Reproduce the data below in full and exclude every picture.

* * *

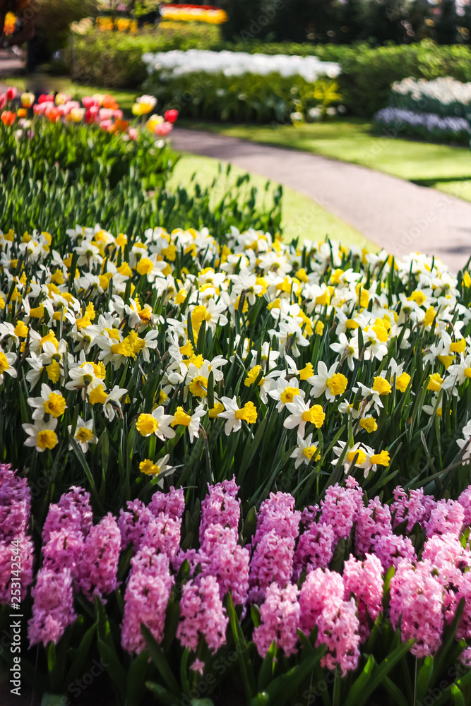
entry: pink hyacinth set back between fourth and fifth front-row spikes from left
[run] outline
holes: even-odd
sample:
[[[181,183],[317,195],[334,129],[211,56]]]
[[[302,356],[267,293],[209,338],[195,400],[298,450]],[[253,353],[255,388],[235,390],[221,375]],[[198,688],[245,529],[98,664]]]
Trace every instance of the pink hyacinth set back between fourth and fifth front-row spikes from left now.
[[[316,627],[319,616],[324,609],[327,597],[342,600],[345,585],[342,576],[328,569],[314,569],[306,577],[299,594],[301,611],[299,627],[306,635]]]

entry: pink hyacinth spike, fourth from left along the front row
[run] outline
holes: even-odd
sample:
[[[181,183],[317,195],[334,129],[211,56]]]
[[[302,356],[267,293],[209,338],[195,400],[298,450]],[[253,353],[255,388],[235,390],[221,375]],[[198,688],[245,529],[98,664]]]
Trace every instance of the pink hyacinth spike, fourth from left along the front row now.
[[[265,602],[260,609],[261,624],[254,630],[254,643],[261,657],[265,657],[273,640],[287,657],[297,652],[298,596],[299,590],[292,583],[280,588],[273,582],[268,587]]]

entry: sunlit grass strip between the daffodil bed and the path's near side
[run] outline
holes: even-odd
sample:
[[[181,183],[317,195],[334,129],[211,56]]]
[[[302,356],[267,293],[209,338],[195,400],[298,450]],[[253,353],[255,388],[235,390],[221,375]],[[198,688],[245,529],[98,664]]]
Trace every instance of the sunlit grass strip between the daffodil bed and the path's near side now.
[[[198,184],[208,186],[218,175],[219,163],[218,160],[214,160],[211,157],[184,154],[177,162],[174,174],[169,180],[169,186],[172,188],[172,186],[183,184],[188,189],[189,180],[195,173]],[[217,181],[213,190],[215,201],[222,197],[225,189],[234,184],[237,177],[245,173],[244,169],[232,165],[229,177],[223,175],[221,181]],[[251,181],[258,188],[258,203],[261,205],[266,193],[266,179],[258,176],[258,174],[251,174]],[[275,186],[278,186],[278,184],[273,184],[271,188],[273,189]],[[283,187],[282,203],[282,228],[285,241],[290,241],[294,237],[300,237],[301,240],[318,241],[328,236],[331,239],[341,241],[346,246],[357,245],[369,250],[378,250],[376,244],[366,240],[354,227],[329,213],[307,196],[288,189],[286,186]]]

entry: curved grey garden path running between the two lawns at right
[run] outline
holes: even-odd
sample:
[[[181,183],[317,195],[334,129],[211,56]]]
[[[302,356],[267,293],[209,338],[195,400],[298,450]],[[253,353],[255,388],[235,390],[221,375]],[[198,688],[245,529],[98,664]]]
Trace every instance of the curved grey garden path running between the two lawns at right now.
[[[232,162],[304,193],[395,256],[428,253],[454,271],[471,256],[471,203],[455,196],[309,152],[184,128],[172,136],[177,150]]]

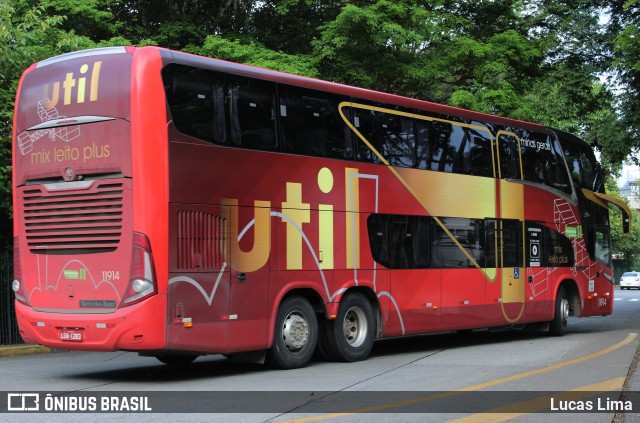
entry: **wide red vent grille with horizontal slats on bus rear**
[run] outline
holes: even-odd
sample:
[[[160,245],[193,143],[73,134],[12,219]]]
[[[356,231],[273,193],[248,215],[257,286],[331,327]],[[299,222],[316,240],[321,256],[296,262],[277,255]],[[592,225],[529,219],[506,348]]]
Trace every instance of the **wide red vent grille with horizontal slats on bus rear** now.
[[[27,245],[39,254],[115,251],[122,235],[122,183],[91,190],[24,191]]]

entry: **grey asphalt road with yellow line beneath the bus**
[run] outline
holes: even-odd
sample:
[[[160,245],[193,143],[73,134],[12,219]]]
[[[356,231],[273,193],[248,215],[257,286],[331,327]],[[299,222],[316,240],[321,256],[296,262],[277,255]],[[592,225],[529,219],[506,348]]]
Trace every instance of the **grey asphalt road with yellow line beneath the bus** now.
[[[96,411],[103,397],[120,395],[128,398],[129,409],[133,398],[142,398],[136,404],[152,411],[34,414],[2,410],[0,419],[640,421],[640,397],[636,398],[640,377],[634,364],[640,340],[640,291],[617,290],[615,301],[612,316],[572,318],[568,333],[559,338],[512,330],[391,339],[378,341],[363,362],[314,361],[289,371],[233,363],[217,355],[200,357],[184,368],[129,352],[3,357],[3,395],[38,392],[44,407],[50,393],[49,405],[59,409],[73,406],[61,398],[74,397],[75,406],[81,408],[95,401]],[[107,409],[127,409],[122,403],[106,401]],[[0,398],[0,404],[6,407],[6,399]],[[591,410],[579,410],[589,406]],[[621,407],[632,410],[616,413]]]

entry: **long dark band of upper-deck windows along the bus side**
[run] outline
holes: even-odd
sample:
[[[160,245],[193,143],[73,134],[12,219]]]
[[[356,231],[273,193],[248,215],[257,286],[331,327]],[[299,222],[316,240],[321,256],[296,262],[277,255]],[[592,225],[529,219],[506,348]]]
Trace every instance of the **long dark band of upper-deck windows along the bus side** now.
[[[166,66],[163,78],[176,128],[201,140],[437,172],[499,175],[572,192],[560,145],[547,133],[186,65]],[[498,163],[500,169],[495,169]],[[587,164],[581,162],[579,169],[584,171]]]

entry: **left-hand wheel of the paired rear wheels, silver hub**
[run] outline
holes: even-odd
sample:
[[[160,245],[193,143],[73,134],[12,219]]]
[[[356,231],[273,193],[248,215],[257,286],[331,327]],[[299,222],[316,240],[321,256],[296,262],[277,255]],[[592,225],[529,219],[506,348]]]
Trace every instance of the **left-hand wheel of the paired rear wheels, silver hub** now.
[[[285,298],[278,308],[269,363],[278,369],[304,367],[316,348],[318,320],[311,304],[302,297]]]

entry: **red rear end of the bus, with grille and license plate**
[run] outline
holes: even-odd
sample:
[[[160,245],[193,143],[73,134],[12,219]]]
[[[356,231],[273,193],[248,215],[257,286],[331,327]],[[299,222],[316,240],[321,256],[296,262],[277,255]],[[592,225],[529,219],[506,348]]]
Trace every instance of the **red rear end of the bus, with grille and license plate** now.
[[[26,342],[99,351],[165,345],[166,288],[158,286],[154,258],[154,247],[163,247],[151,235],[162,229],[148,217],[163,213],[140,204],[148,194],[135,184],[148,163],[132,165],[142,154],[132,143],[141,132],[132,124],[141,113],[132,112],[140,97],[134,89],[142,90],[132,82],[142,66],[135,52],[54,57],[20,81],[13,290]]]

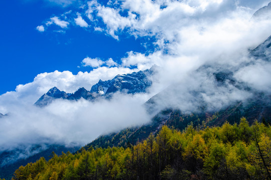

* * *

RESULT OF THE TASK:
entry: pink hyacinth set back between fourth and fifth front-row spikes from left
[run] outline
holes: even-odd
sample:
[[[181,183],[317,195],[334,129],[211,56]]]
[[[302,356],[267,293],[209,338],[195,400],[298,450]],[[253,353],[255,388],[235,390],[221,375]],[[198,688],[245,529],[98,664]]]
Trace every instance of the pink hyacinth set back between fourth and fifth front-row spikes from left now.
[[[316,627],[319,616],[324,609],[327,597],[342,600],[345,585],[342,576],[328,569],[314,569],[306,577],[299,594],[301,611],[299,627],[306,635]]]

entry: pink hyacinth spike, fourth from left along the front row
[run] outline
holes: even-odd
sample:
[[[181,183],[317,195],[334,129],[211,56]]]
[[[302,356],[267,293],[209,338],[195,400],[298,450]],[[253,353],[255,388],[235,390],[221,375]],[[198,688],[245,529],[98,664]]]
Trace every instance of the pink hyacinth spike, fourth from left along the front row now.
[[[265,602],[260,609],[261,624],[254,630],[254,643],[261,657],[265,657],[273,640],[287,657],[297,652],[298,596],[299,590],[292,583],[280,588],[273,582],[268,587]]]

entry: sunlit grass strip between the daffodil bed and the path's near side
[run] outline
holes: even-odd
sample:
[[[181,183],[317,195],[334,129],[211,56]]]
[[[302,356],[267,293],[209,338],[195,400],[298,450]],[[253,353],[255,388],[235,390],[221,375]],[[198,688],[245,529],[98,664]]]
Trace every instance of the sunlit grass strip between the daffodil bed and the path's near side now.
[[[198,184],[208,186],[218,175],[219,163],[218,160],[214,160],[211,157],[184,154],[177,162],[174,174],[169,180],[169,186],[172,188],[172,186],[183,184],[188,189],[189,180],[195,173]],[[217,181],[213,190],[215,201],[222,197],[225,189],[234,184],[237,177],[245,173],[244,169],[232,165],[229,177],[223,175],[221,181]],[[251,181],[258,188],[258,203],[261,205],[266,193],[266,179],[258,176],[258,174],[251,174]],[[275,186],[278,186],[278,184],[273,184],[271,188],[273,189]],[[283,187],[282,203],[282,228],[285,241],[290,241],[294,237],[300,237],[301,240],[318,241],[328,236],[331,239],[341,241],[346,246],[357,245],[369,250],[378,250],[376,244],[366,240],[354,227],[329,213],[307,196],[288,189],[286,186]]]

entry: curved grey garden path running between the two lawns at right
[run] outline
holes: even-odd
sample:
[[[181,183],[317,195],[334,129],[211,56]]]
[[[302,356],[267,293],[209,338],[195,400],[298,450]],[[253,353],[255,388],[235,390],[221,375]],[[198,688],[245,529],[98,664]]]
Trace every instance of the curved grey garden path running between the two lawns at right now.
[[[232,162],[304,193],[395,256],[428,253],[454,271],[471,256],[471,203],[455,196],[309,152],[184,128],[172,136],[177,150]]]

entry: **wide red vent grille with horizontal slats on bus rear**
[run] outline
holes: even-odd
sample:
[[[160,245],[193,143],[73,134],[12,219]]]
[[[356,231],[273,193],[248,215],[257,286],[331,327]],[[299,222],[316,240],[321,256],[296,262],[277,255]],[[592,225],[529,219],[506,348]]]
Trace every instance of the **wide red vent grille with horizontal slats on bus rear** now.
[[[27,245],[39,254],[115,251],[122,235],[122,183],[91,190],[24,191]]]

entry: **grey asphalt road with yellow line beneath the bus**
[run] outline
holes: even-odd
sample:
[[[160,245],[193,143],[73,134],[12,219]]]
[[[356,231],[273,193],[248,215],[257,286],[331,327]],[[299,222],[316,240],[321,256],[296,262],[277,255]],[[592,225],[529,219],[506,348]]]
Trace every instance of the **grey asphalt road with yellow line beneath the bus** now.
[[[96,411],[103,397],[120,395],[128,398],[129,409],[133,398],[142,398],[136,404],[152,411],[34,414],[2,410],[0,419],[640,421],[640,397],[636,398],[640,377],[634,364],[640,340],[640,291],[617,290],[615,301],[612,316],[572,318],[568,333],[559,338],[512,330],[391,339],[378,341],[363,362],[314,361],[289,371],[233,363],[217,355],[200,357],[184,368],[129,352],[3,357],[3,395],[38,392],[44,407],[50,393],[49,405],[59,409],[73,406],[61,398],[74,397],[75,406],[81,408],[95,401]],[[107,409],[127,409],[122,403],[106,401]],[[0,398],[0,404],[6,407],[6,399]],[[591,410],[579,410],[589,406]],[[621,407],[632,410],[616,413]]]

entry: **long dark band of upper-deck windows along the bus side**
[run] outline
holes: even-odd
sample:
[[[160,245],[193,143],[73,134],[12,219]]]
[[[356,231],[273,193],[248,215],[257,286],[331,327]],[[299,222],[316,240],[321,256],[296,262],[277,255]],[[592,225],[529,219],[506,348]]]
Trace every instance of the **long dark band of upper-deck windows along the bus side** now.
[[[166,66],[163,78],[176,128],[201,140],[437,172],[499,175],[572,192],[560,145],[547,133],[186,65]],[[498,163],[500,169],[495,169]],[[587,164],[581,162],[579,169],[584,171]]]

entry: **left-hand wheel of the paired rear wheels, silver hub**
[run] outline
holes: even-odd
sample:
[[[160,245],[193,143],[73,134],[12,219]]]
[[[356,231],[273,193],[248,215],[257,286],[331,327]],[[299,222],[316,240],[321,256],[296,262],[277,255]],[[592,225],[529,219],[506,348]]]
Trace every instance of the **left-hand wheel of the paired rear wheels, silver hub** now.
[[[285,298],[278,308],[269,363],[278,369],[304,367],[316,348],[318,320],[311,304],[302,297]]]

entry: **red rear end of the bus, with grille and license plate**
[run] outline
holes: even-odd
sample:
[[[160,245],[193,143],[73,134],[12,219]]]
[[[356,231],[273,193],[248,215],[257,286],[331,327]],[[299,222],[316,240],[321,256],[296,262],[277,255]],[[592,225],[529,219],[506,348]]]
Trace every instance of the **red rear end of the bus, with grille and license plate** now.
[[[26,342],[99,351],[165,345],[166,288],[158,286],[154,258],[154,247],[163,247],[151,235],[162,229],[148,217],[163,213],[140,204],[148,194],[135,184],[148,163],[132,165],[142,154],[132,143],[141,132],[132,124],[141,113],[132,112],[140,97],[134,89],[142,90],[132,82],[142,66],[135,52],[54,57],[20,81],[13,290]]]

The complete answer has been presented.